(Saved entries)
+ + +

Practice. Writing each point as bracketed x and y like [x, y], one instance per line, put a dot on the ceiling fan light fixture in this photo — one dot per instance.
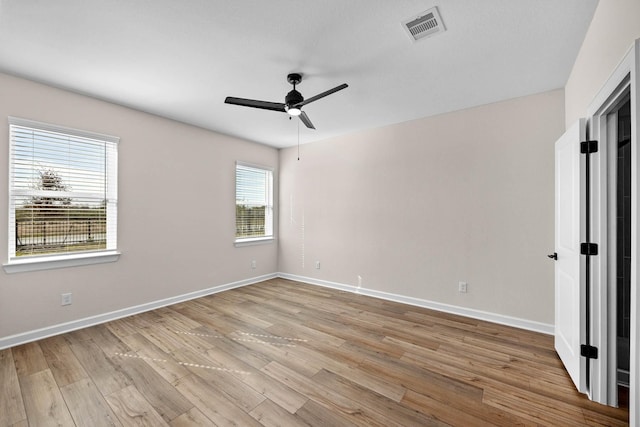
[293, 111]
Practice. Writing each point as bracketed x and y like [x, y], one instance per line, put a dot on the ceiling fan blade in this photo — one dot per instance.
[264, 105]
[305, 119]
[323, 94]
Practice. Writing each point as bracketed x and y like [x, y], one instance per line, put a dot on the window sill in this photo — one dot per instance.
[254, 241]
[59, 261]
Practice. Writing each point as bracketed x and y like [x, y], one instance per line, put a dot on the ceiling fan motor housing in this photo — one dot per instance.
[294, 97]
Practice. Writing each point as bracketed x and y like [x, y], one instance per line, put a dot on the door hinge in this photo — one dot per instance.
[589, 147]
[589, 351]
[588, 249]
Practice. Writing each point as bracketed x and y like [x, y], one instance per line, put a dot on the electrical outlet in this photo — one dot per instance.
[66, 299]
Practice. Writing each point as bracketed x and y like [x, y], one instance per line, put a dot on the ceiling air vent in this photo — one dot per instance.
[424, 25]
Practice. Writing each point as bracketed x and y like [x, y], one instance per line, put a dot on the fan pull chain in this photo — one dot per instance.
[298, 140]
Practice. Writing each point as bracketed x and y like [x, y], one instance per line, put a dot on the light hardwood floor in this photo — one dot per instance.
[282, 353]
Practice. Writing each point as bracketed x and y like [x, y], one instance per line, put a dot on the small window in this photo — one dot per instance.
[62, 191]
[254, 203]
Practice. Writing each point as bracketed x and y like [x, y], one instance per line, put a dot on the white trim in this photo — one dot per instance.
[62, 328]
[625, 74]
[62, 129]
[515, 322]
[22, 265]
[253, 241]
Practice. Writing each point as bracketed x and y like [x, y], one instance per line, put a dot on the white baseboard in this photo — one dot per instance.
[62, 328]
[447, 308]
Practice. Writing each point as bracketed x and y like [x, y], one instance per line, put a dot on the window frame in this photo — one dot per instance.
[269, 209]
[16, 264]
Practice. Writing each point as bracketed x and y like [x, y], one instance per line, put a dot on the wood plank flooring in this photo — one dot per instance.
[282, 353]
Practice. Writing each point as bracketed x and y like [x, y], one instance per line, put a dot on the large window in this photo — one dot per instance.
[62, 191]
[254, 203]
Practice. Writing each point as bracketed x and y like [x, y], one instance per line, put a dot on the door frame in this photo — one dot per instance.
[603, 386]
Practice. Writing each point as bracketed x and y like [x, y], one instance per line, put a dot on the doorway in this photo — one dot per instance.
[622, 115]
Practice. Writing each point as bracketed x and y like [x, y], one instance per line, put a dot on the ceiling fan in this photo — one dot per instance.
[293, 102]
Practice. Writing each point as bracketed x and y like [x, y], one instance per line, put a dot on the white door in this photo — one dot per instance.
[569, 267]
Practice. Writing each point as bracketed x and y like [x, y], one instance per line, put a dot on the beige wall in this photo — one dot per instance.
[416, 207]
[615, 25]
[176, 212]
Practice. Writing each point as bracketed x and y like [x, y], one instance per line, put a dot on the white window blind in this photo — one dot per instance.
[62, 190]
[254, 202]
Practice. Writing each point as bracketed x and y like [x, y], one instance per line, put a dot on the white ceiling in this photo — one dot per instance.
[180, 59]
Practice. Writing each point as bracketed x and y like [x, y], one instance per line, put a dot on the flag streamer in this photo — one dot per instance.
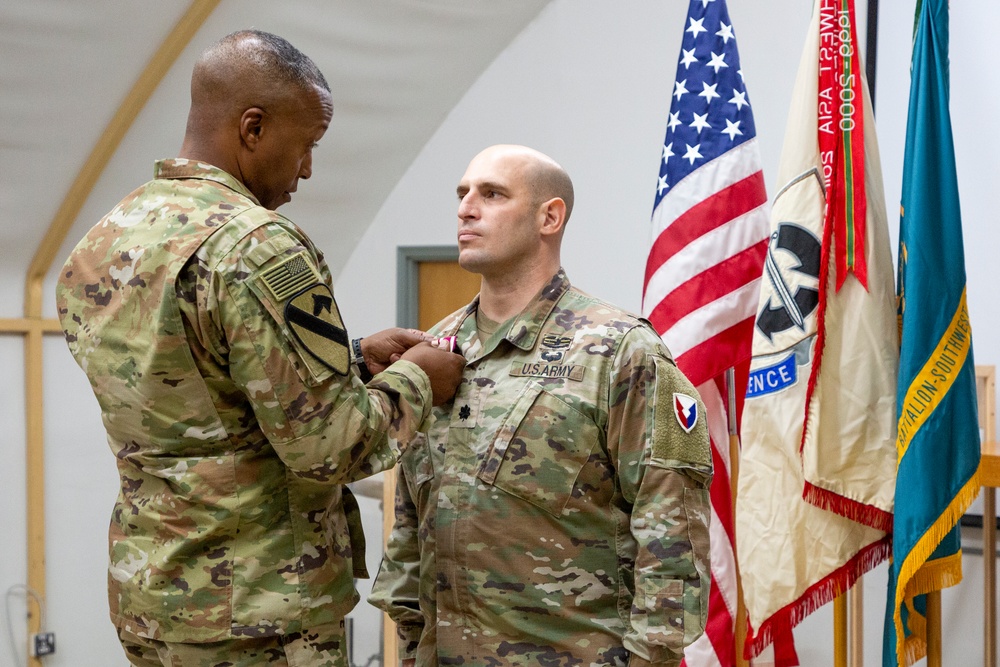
[814, 503]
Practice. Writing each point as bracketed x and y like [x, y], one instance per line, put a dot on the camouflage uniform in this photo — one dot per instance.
[556, 513]
[232, 411]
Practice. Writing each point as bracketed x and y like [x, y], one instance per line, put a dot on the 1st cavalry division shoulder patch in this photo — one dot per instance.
[309, 310]
[314, 318]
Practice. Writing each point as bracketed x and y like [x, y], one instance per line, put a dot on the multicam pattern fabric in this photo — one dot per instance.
[556, 512]
[232, 440]
[295, 649]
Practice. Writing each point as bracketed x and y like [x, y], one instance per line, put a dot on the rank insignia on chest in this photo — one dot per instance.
[556, 342]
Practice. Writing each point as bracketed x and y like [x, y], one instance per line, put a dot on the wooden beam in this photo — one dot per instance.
[33, 325]
[25, 325]
[107, 144]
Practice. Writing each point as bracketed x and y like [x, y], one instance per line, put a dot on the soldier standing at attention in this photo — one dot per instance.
[207, 326]
[556, 512]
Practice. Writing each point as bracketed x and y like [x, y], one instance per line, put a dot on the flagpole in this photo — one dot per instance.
[934, 629]
[856, 622]
[734, 474]
[840, 630]
[855, 600]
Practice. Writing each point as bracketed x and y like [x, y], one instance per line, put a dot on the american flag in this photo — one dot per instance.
[710, 230]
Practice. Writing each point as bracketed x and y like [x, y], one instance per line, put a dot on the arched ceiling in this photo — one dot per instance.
[396, 68]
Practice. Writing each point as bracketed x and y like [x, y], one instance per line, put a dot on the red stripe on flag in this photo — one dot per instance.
[711, 357]
[714, 212]
[731, 273]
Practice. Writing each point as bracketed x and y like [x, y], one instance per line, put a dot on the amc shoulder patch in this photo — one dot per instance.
[686, 411]
[315, 321]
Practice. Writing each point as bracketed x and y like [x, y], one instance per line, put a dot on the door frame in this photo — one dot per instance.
[408, 259]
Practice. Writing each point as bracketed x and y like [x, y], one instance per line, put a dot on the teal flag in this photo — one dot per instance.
[937, 445]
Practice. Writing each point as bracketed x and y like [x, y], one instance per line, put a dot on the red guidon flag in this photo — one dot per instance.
[817, 475]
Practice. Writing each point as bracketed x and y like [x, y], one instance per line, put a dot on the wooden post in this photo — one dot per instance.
[934, 629]
[990, 577]
[740, 634]
[45, 254]
[840, 630]
[856, 623]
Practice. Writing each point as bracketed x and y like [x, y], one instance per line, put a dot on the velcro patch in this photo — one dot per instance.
[314, 319]
[679, 432]
[686, 411]
[289, 276]
[539, 369]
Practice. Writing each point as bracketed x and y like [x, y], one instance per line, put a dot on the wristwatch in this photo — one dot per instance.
[359, 361]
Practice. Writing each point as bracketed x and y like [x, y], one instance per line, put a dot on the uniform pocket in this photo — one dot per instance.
[417, 460]
[540, 450]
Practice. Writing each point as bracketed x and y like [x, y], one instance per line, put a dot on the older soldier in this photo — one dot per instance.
[208, 328]
[555, 513]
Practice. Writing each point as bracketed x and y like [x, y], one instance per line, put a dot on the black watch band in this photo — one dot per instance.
[359, 360]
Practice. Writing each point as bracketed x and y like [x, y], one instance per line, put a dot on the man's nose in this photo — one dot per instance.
[467, 206]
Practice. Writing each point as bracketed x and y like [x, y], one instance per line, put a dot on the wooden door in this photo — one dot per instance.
[442, 288]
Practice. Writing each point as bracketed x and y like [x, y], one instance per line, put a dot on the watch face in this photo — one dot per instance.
[449, 343]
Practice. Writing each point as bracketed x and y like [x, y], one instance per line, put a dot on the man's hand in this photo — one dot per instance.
[443, 368]
[383, 348]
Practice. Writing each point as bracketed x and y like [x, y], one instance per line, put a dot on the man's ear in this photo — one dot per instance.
[554, 216]
[252, 127]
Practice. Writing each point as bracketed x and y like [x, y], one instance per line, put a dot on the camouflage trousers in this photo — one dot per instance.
[295, 650]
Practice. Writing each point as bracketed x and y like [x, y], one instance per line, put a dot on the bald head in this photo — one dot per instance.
[545, 177]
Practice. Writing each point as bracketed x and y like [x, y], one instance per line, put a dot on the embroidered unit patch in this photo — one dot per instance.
[289, 276]
[314, 319]
[686, 411]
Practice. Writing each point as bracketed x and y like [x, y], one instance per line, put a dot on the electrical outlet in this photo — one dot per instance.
[42, 644]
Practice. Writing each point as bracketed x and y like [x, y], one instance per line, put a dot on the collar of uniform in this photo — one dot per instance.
[184, 168]
[525, 329]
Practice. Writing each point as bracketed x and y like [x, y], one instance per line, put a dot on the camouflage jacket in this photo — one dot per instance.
[557, 511]
[234, 423]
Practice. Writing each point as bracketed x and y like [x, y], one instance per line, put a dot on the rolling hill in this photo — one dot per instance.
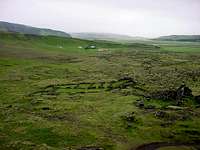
[189, 38]
[107, 37]
[23, 29]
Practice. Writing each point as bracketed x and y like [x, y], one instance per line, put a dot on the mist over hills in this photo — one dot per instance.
[106, 36]
[23, 29]
[184, 38]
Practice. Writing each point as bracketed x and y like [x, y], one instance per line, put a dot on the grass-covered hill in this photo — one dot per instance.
[61, 43]
[184, 38]
[23, 29]
[107, 37]
[55, 95]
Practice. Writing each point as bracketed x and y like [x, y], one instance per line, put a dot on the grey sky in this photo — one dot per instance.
[150, 18]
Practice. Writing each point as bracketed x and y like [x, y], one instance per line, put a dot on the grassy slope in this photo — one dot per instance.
[64, 121]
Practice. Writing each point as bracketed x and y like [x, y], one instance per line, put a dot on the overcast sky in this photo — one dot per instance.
[149, 18]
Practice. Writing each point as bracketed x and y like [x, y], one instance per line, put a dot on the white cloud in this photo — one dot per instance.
[138, 18]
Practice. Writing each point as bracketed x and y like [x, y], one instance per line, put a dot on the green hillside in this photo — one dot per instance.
[184, 38]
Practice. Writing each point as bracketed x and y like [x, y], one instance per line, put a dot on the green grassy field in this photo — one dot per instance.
[55, 95]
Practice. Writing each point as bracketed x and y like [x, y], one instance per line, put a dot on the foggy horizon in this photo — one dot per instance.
[144, 18]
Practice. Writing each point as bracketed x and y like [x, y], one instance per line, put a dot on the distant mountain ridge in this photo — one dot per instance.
[189, 38]
[23, 29]
[105, 36]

+ + +

PROBLEM TO SOLVE:
Retype, without changes, the lines from the line holding "the white cloud" to the end of the data, both ends included.

ANSWER:
Practice. Writing each point as bracketed x and y like [x, y], one instance per line, put a dot on the white cloud in this photo — one dot per instance.
[138, 18]
Practice. Writing each point as bracketed x and y like [x, y], one instance per line, put a dot on the green hillside in this photo — one dot per instance.
[184, 38]
Practice. Writing each point as bracketed x and y like [x, y], one instance per line, put a dot on the green grassy field in this photo — one dot per instance.
[55, 95]
Practice. Writing each point as bracketed x and y like [x, y], one instance per line, put a dot on the foggy horizon in this photo — one dot per instance.
[144, 18]
Practice. Writing each point as bracketed x and y like [x, y], one instance per line, put a dot on the distant mountain ridge in this photo — one dot per instance.
[189, 38]
[23, 29]
[105, 36]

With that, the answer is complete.